Job 1: In the monitoring text below, name every distinct program invoked in the shell commands of the Nginx section.
Job 2: According to the monitoring text below, what must the dtop command end with to take effect?

## start Text passage

Eshell V5.10.4  (abort with ^G)
(erchef@127.0.0.1)1>

The dtop tool presents a view on the Erlang virtual machine that is similar to the linuxdagnostic command. The period at the end of the dtop command is required for the command to take effect.

(erchef@127.0.0.1)1> dtop:start().

To stop the dtop command, run:

(erchef@127.0.0.1)1> dtop:stop().

To disconnect from the shell, use the following key sequence CTRL-g, q, and then ENTER.

The output from the shell after the CTRL-g looks similar to:

(erchef@127.0.0.1)1>
User switch command

then enter q, and then hit ENTER to exit the shell.

Nginx

Use Nginx to monitor for services that may be returning 504 errors. Use the following command on a front-end machine:

grep 'HTTP/1.1" 504' /var/log/opscode/nginx/access.log

and then extract the URLs and sort them by uniq count:

grep 'HTTP/1.1" 504' nginx-access.log | cut -d' ' -f8 | sort | uniq -c | sort

In a large installation, restricting these results to a subset of results may be necessary:

tail -10000 nginx-access.log | grep 'HTTP/1.1" 504' | cut -d' ' -f8 | sort | uniq -c | sort

PostgreSQL

psql is the management tool for PostgreSQL. It can be used to obtain information about data stored in PostgreSQL. For more information about psql, see http://www.postgresql.org/docs/manuals/, and then the doc set appropriate for the version of PostgreSQL being used.

## end Text passage
## start Material supplied

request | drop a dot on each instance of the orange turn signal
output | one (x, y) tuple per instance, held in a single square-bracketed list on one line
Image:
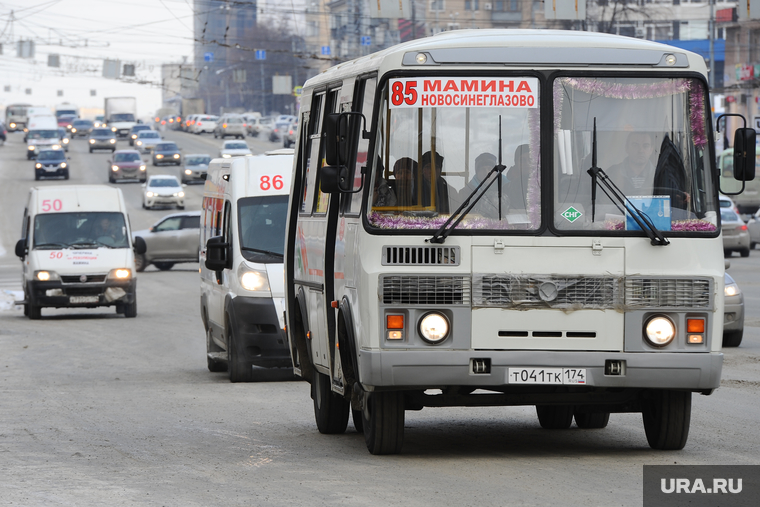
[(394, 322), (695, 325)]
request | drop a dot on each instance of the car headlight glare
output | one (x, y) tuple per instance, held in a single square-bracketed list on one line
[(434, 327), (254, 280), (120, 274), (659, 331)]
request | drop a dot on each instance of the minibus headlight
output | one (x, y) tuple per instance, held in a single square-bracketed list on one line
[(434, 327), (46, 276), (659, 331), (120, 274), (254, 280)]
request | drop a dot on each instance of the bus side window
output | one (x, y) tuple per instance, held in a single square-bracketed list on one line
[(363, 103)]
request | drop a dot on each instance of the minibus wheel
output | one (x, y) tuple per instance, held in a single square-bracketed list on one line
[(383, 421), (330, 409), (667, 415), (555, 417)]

## end Material supplied

Full output 1: grep, cut, sort, uniq, tail

Full output 2: A period.